== Provided text ==
******
NoMoreNicksLeft · 2025-07-17T13:33:34 1752759214

> but that ideal only holds between consenting adults.

If your webserver serves up the page, you've already pre-consented.

One of my retirement plans has a monthly statement available as a pdf document. We're allowed to download that. But the bot I wrote to download it once a month was having trouble, they used some fancy bot detection library to cockblock it. Wasn't allowed to use Mechanize. Why? Who the fuck knows. I'm only allowed to have that statement if I can be bothered to spend 15 minutes a month remembering how to fucking find it on their site and downloading it manually, rather than just saving a copy. Banks are even worse... they won't keep a copy of your statements longer than 6 months, but go apeshit if you try to have those automatically downloaded.

I don't ask permission or play nice anymore. Your robots.txt is ignorable, so I ignore it. I do what I want, and you're the problem not me.

hinkley · 2025-07-17T17:23:52 1752773032

All our customers were in North American but we let a semi naughty bot from the UK scan us and I will never understand why. It was still sending us malformed URLs we purged from the site years ago. WTF.

komali2 · 2025-07-17T07:36:42 1752737802

I'm confused why scraping is so resource intensive - it hits every URL your site serves? For an individual ecommerce site that's maybe 10,000 hits?

xnorswap · 2025-07-17T08:06:13 1752739573

And the thousands of other bots also hitting those, together is far more than the legitimate traffic for many sites.
******
== Information given ==
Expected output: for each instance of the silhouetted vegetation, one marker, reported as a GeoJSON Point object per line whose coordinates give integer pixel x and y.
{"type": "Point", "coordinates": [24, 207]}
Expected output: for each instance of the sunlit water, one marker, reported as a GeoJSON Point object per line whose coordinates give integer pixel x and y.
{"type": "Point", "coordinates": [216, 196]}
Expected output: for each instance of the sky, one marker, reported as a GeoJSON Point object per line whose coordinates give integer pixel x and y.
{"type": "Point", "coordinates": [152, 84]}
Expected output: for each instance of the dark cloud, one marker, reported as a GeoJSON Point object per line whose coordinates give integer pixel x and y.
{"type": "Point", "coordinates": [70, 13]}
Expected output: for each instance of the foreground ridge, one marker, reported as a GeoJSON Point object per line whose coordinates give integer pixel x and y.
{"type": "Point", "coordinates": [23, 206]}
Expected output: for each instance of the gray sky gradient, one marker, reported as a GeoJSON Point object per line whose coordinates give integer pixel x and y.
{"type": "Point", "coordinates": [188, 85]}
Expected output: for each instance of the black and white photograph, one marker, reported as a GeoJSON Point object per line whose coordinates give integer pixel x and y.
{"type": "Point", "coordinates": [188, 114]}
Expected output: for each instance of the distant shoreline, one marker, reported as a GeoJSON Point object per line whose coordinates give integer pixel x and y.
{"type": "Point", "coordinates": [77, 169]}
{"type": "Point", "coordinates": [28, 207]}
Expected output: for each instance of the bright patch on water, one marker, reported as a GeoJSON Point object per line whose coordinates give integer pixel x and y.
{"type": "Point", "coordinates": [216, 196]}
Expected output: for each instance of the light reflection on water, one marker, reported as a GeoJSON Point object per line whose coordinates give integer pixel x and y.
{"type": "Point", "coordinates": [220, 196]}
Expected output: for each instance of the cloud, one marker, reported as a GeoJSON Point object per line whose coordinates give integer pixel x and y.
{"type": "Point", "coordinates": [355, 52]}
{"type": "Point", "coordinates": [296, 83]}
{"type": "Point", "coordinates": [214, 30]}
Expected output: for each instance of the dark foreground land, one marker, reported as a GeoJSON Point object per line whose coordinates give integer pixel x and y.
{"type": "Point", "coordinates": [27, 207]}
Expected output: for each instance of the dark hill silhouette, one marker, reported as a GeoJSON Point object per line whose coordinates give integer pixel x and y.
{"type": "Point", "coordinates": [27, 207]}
******
== Activity list ==
1) Could you repeat the scraping thread from "All our customers" up to and including "years ago. WTF.", switching "semi naughty bot" for "crawler"?
2) In the scraping thread, why can scraping be a heavy load even when a single ecommerce site has only about 10,000 URLs? Answer in one to three sentences.

== Responses for each task ==
1)
All our customers were in North American but we let a crawler from the UK scan us and I will never understand why. It was still sending us malformed URLs we purged from the site years ago. WTF.

2) Thousands of other bots are also hitting those same URLs. Taken together, that traffic is far more than the legitimate traffic many sites get.